*** MATERIAL FOR THIS EXERCISE
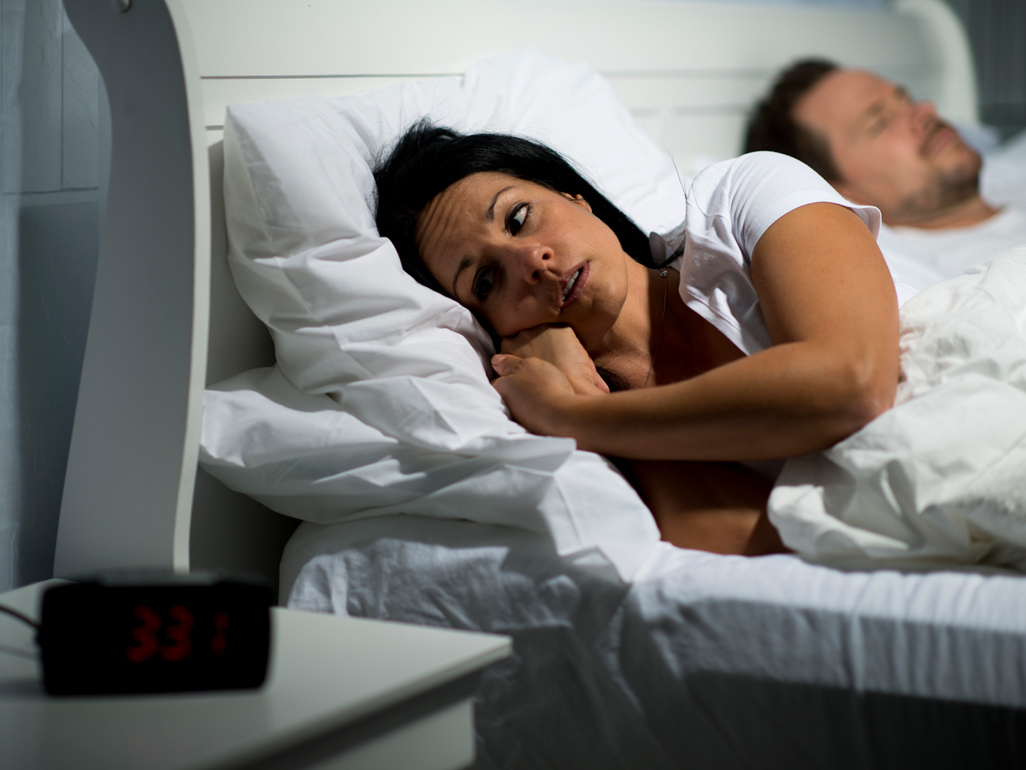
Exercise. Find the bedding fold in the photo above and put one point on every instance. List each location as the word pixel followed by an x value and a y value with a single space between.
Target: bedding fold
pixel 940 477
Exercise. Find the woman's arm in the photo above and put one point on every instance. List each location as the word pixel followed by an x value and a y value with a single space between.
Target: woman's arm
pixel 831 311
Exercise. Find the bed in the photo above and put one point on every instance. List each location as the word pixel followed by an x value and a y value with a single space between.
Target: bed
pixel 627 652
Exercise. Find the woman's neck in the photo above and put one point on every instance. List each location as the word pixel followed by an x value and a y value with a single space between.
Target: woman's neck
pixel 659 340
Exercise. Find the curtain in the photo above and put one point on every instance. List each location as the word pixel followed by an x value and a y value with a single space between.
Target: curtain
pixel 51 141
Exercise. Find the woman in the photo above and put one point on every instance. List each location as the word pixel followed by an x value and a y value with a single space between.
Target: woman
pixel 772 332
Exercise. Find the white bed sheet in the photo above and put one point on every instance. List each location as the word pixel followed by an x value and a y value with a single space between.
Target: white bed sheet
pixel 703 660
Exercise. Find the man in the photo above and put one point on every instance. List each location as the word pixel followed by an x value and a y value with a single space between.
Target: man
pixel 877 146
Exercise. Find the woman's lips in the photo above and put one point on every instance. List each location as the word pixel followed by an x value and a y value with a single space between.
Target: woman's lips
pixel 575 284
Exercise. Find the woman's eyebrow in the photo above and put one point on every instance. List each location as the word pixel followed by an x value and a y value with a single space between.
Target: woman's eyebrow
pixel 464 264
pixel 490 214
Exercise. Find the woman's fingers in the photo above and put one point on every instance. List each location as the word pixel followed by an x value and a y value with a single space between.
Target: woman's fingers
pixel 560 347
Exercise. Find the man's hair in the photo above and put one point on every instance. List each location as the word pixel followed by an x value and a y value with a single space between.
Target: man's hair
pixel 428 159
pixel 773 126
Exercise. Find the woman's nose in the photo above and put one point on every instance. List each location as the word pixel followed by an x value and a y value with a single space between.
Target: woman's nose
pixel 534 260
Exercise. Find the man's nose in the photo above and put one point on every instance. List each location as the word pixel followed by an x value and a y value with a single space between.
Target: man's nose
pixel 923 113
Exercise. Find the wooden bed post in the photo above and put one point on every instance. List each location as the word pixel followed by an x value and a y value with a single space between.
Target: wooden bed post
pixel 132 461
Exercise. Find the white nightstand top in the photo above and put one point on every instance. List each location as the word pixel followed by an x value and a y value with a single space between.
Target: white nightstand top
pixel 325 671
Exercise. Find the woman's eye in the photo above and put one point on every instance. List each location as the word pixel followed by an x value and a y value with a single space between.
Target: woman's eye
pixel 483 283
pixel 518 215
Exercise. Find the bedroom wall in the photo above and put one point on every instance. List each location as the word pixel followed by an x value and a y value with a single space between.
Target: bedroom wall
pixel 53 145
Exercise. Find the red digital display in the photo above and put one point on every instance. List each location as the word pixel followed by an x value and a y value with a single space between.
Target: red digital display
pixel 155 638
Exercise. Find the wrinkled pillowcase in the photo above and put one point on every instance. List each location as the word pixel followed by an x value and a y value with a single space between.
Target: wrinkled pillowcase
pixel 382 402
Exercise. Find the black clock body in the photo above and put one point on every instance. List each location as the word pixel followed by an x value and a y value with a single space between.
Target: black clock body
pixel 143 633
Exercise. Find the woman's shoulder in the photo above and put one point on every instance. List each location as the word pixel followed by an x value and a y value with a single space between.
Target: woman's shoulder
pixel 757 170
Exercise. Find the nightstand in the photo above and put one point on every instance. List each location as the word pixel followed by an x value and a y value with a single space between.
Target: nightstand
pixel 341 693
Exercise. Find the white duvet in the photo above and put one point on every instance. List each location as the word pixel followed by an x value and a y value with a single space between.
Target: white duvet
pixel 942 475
******
TASK GOAL
Transcribe all data precisely. Pictures are not copied.

EXERCISE SOLUTION
Exercise. Find the bedding fold in the photo above and put one point on every instance. List each location as the word pixel followed by an x value and a y value with a single space between.
Target: bedding fold
pixel 940 477
Exercise. Find the woman's arm in the photo above and put one point on every instance. List each location as the word pixel followed by an x value and a y value with a single space between.
Target: woman's arm
pixel 831 311
Exercise. Find the bed in the photo above and put one point on every instance. List each location as the word pixel followed by an x value and a y value with a single space between.
Target: bed
pixel 627 652
Exercise. Find the woman's neck in the photo above and put one point on every instance. List each location as the word pixel followed by an x value and a y value with a single space between.
Target: woman's neck
pixel 659 340
Exercise. Find the curtain in the photo above and put one point on every instance. List each location as the word pixel followed by an x value and a y value with a single space between.
Target: curtain
pixel 51 141
Exercise. Find the woman in the photo above and put one point on every instance. List each location as the word pixel followed by an x value and a y value with a single space between.
Target: woman
pixel 772 332
Exercise. Find the white bed sheet in the photo above and put one point on every instance. List each location as the word pixel followed by an x value and a y value with a single space between.
Target: white bed sheet
pixel 703 660
Exercise. Find the man in the photo above and put one point on every instance. List each location as the word pixel followed by an x value and a y value with a single space between.
Target: man
pixel 877 146
Exercise. Find the woman's lips in the photo above and put one point on every instance. List each location as the word pixel followed by an x value and a y value with a single space between.
Target: woman's lips
pixel 575 284
Exercise. Find the woman's eyebrow in the photo above and put one point on every instance. List each location as the word pixel followed by an x value and a y value with a single space between.
Target: woman's eyebrow
pixel 464 264
pixel 490 214
Exercise. Find the woman's fingers in the photo above and put one point on every instance. List each location as the word pixel followed by an x value and a y value with a single space between.
Target: woman's fingers
pixel 560 347
Exercise. Find the man's hair in the photo above and put one point on every instance. List each location as the word pixel followed by an x value and a y value with a single space between.
Target: man's hair
pixel 428 159
pixel 773 126
Exercise. Find the woman's nose in the photo above and put one point on every instance. List each location as the word pixel followed by an x value and a y value with a single space between.
Target: woman's nose
pixel 534 260
Exercise. Find the man's nose in the photo above and put one point on every instance. List each location as the word pixel followed by an x value and a y value with a single space between.
Target: man's nose
pixel 923 113
Exercise. Find the wooden bed post in the photo above and put one point on every instance. List each location as the word pixel followed by an x value and a y value with a single space between.
Target: wooden bed post
pixel 132 461
Exercise. Find the white nightstand top in the photo above and put one point on every instance. List each location as the word pixel followed by an x value and a y value with a single space between.
Target: white nightstand top
pixel 325 671
Exercise. Find the woman's eye in the photo above and put one point on every instance. List each location as the word pixel followed by an x value and a y value with a single space between.
Target: woman's eye
pixel 483 283
pixel 518 215
Exercise. Find the bedroom wall in the photo above and put one point on every instance. List each location as the word pixel followed by an x value and a y value with a single space between.
Target: bedroom wall
pixel 53 145
Exercise. Find the red digital display in the photo above and put one point on every instance. List each location as the word pixel followed by an x value and a y value with a single space between.
Target: red digital display
pixel 155 638
Exercise. Find the wrinkled pillowcase in the photo above and put one point on every instance. List each location as the word pixel followed by an x value and a y value with a single space between.
Target: wrinkled pillowcase
pixel 382 402
Exercise. Find the black clock body in the photo above and put one point on every instance. List each location as the word pixel followed by an x value and a y value with a single space between.
Target: black clock body
pixel 143 633
Exercise. Find the woman's shoulder in the photo above and put one point on every instance. List each location as the word pixel followed by an x value and a y value with a single space between.
Target: woman's shoulder
pixel 757 170
Exercise. Find the nightstand in the photo above and put one point on every instance. List each location as the word pixel followed by an x value and a y value with a single space between.
Target: nightstand
pixel 341 693
Exercise. Find the white duvet in the photo above and put one point on every instance. List each location as the word pixel followed by an x value and a y value with a single space between.
Target: white duvet
pixel 942 475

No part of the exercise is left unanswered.